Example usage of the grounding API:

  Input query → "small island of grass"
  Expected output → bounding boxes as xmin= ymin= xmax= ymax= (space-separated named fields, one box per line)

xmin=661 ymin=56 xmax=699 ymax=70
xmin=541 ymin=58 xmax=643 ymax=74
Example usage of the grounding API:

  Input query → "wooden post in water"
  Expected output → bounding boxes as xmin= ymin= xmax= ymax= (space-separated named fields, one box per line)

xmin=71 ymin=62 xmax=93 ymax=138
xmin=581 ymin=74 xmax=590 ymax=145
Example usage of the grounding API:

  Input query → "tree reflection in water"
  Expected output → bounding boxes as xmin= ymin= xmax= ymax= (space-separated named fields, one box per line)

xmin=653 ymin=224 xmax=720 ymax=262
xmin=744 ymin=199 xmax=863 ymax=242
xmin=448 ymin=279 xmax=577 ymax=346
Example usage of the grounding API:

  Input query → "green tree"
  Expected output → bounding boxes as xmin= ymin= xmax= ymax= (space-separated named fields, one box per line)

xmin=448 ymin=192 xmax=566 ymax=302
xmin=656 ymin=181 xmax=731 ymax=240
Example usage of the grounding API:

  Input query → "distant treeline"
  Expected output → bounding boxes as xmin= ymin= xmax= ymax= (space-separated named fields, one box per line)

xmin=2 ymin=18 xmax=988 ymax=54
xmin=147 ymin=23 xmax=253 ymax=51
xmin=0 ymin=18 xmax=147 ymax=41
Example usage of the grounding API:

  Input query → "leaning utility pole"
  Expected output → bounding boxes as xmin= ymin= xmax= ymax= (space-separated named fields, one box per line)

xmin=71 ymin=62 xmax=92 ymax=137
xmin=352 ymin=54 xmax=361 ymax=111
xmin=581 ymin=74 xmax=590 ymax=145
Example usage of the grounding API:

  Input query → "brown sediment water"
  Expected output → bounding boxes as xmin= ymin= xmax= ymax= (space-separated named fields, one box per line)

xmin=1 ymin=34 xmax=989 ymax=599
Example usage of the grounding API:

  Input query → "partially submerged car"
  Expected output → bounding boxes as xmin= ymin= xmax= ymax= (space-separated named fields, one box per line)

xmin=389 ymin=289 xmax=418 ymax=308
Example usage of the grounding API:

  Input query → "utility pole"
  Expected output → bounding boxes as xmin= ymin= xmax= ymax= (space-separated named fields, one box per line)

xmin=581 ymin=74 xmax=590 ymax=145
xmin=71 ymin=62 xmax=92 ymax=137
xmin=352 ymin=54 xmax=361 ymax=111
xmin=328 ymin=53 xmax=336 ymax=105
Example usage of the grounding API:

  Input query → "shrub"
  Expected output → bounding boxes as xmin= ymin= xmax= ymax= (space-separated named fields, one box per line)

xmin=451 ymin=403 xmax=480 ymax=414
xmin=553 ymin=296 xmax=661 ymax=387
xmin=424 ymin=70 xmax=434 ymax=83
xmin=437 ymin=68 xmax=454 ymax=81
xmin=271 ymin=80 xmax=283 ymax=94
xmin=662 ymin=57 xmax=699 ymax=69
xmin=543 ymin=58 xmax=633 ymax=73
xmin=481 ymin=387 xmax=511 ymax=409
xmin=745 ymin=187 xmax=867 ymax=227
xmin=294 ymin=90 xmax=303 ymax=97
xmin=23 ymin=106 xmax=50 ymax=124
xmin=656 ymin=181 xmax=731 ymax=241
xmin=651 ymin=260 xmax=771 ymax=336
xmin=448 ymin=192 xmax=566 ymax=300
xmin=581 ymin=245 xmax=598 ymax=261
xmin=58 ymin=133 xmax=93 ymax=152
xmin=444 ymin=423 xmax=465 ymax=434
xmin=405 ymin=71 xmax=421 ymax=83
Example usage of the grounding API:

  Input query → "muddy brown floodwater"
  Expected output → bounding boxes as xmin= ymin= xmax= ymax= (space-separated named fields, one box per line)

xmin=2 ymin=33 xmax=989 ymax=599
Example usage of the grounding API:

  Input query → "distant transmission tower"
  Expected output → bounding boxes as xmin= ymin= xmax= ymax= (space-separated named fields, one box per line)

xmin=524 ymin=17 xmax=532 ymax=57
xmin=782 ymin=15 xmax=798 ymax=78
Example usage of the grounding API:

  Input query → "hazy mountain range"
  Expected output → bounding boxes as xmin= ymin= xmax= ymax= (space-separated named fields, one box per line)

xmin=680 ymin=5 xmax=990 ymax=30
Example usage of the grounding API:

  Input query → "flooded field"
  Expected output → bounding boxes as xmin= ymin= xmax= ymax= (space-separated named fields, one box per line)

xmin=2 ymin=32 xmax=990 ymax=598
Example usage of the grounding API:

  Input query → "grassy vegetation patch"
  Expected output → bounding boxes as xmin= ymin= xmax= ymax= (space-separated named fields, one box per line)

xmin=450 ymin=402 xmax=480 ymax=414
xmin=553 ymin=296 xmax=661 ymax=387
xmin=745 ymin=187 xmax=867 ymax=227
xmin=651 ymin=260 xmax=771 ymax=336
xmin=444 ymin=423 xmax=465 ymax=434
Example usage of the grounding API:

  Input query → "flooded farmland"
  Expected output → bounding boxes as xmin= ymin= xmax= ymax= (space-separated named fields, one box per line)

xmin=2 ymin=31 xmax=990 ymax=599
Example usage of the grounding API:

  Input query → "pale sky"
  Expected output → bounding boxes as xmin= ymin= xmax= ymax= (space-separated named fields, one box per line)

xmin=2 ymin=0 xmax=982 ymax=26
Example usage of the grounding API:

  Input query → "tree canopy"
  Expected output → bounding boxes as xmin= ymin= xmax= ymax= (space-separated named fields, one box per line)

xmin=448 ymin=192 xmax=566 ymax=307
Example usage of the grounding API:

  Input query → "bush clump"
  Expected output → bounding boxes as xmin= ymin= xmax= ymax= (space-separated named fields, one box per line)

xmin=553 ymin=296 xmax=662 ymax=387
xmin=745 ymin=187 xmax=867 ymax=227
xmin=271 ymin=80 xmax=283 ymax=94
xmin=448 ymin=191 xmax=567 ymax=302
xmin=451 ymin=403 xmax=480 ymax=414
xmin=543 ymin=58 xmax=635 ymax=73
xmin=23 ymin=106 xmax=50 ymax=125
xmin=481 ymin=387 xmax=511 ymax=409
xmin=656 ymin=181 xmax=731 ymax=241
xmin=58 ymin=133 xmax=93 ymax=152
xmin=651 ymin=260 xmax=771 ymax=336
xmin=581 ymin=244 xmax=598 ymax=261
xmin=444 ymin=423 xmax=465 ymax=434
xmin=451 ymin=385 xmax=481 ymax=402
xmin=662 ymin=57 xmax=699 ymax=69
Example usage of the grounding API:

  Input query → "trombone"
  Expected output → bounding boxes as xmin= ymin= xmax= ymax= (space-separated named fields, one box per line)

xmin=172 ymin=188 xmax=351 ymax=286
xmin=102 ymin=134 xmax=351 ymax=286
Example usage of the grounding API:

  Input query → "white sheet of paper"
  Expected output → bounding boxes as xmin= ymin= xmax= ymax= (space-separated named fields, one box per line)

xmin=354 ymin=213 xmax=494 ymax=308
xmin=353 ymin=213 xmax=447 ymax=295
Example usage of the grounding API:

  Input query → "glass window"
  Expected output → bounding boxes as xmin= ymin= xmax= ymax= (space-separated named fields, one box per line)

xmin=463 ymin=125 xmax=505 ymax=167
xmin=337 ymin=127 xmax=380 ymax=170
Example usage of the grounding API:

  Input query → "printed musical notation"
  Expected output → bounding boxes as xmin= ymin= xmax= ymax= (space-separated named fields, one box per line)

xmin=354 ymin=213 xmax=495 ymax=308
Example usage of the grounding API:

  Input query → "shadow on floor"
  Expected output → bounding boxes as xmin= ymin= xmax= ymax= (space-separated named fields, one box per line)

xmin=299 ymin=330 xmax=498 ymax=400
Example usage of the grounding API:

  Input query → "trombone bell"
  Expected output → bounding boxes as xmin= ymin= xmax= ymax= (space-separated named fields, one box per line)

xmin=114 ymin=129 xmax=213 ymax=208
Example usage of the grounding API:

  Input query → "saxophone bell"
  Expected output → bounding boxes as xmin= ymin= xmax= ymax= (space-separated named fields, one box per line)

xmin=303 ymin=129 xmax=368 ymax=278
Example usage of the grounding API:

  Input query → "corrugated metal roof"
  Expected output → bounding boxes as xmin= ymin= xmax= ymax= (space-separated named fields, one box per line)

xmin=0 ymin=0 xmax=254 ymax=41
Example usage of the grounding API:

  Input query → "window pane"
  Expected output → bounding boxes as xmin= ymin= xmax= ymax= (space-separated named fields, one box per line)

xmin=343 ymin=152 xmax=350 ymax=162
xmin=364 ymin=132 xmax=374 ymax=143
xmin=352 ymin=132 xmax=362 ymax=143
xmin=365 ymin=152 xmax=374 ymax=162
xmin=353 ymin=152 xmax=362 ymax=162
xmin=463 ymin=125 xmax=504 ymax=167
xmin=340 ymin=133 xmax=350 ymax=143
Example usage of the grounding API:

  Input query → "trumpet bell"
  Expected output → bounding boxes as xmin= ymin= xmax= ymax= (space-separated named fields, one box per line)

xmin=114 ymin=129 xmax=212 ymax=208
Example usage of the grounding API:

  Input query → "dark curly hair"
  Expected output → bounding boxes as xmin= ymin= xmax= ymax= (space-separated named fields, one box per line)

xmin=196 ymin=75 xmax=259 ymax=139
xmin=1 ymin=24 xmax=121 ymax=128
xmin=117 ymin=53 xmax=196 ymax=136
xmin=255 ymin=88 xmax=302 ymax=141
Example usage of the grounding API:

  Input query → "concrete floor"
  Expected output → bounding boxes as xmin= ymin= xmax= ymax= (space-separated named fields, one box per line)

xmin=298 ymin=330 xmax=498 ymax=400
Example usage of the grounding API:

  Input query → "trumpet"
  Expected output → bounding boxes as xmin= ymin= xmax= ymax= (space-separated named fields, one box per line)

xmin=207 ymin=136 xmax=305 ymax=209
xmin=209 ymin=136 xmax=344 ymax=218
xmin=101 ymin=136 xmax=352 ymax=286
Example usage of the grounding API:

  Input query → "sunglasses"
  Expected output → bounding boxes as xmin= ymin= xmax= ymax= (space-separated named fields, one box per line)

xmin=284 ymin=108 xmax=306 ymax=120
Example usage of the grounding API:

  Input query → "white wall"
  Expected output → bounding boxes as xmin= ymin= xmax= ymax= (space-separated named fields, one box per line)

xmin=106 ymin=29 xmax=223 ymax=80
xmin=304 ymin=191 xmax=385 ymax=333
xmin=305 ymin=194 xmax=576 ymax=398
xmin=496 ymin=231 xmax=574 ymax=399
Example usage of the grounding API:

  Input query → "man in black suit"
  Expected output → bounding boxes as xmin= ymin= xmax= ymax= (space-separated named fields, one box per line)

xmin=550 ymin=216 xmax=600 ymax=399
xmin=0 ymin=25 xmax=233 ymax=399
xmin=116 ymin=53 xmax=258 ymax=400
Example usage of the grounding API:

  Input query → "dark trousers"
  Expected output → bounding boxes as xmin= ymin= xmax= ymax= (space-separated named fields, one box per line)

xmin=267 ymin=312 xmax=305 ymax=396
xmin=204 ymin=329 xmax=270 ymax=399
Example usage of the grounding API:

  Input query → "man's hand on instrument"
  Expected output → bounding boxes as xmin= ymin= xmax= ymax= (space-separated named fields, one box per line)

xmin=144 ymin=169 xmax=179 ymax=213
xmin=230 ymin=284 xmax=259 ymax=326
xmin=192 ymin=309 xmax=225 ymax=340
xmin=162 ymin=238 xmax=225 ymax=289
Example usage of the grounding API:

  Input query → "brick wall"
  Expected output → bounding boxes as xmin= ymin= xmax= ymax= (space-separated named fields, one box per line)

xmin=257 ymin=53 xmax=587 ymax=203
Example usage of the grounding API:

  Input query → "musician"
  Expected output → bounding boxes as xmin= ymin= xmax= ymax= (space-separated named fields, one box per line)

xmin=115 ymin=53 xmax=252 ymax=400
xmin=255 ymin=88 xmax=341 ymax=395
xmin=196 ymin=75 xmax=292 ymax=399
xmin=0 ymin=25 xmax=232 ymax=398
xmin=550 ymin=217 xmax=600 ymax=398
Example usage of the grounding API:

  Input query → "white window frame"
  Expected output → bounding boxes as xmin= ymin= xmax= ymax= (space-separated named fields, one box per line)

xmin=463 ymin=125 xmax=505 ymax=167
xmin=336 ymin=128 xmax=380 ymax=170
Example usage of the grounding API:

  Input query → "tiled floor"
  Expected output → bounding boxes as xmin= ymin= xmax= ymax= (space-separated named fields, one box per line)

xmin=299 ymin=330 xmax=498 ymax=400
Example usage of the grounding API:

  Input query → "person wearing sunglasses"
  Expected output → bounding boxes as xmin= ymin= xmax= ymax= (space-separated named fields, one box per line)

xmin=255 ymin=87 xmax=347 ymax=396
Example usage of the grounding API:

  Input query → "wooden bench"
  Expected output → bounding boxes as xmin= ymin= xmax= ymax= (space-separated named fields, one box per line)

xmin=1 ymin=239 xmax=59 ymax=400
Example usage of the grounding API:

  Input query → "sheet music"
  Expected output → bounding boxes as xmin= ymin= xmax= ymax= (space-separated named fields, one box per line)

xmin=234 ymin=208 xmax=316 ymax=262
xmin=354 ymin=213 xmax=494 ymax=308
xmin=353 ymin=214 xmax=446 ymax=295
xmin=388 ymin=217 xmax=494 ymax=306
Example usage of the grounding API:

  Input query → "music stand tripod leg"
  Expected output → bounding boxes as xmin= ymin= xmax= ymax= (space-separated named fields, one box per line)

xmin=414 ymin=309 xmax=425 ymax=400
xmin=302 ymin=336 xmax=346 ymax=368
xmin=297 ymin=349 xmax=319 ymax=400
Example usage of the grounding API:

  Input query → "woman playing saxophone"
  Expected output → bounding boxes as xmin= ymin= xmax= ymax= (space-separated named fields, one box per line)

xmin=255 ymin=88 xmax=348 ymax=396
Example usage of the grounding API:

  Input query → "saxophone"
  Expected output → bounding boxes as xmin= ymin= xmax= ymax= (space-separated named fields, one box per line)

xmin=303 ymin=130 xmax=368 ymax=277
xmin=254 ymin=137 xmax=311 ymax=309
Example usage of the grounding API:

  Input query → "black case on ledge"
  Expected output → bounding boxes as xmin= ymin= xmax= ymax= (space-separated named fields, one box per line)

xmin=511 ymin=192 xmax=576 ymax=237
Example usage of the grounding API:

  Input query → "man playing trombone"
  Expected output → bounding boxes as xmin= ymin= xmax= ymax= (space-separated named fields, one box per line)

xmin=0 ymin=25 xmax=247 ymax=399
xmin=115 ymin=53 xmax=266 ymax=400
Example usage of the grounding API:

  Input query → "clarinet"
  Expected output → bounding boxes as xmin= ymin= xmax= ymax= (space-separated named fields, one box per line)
▬▬▬▬▬▬
Find the string "floor" in the listing and return every line that holds it.

  Input query → "shadow on floor"
  Input query → "concrete floor"
  Input query → "tiled floor"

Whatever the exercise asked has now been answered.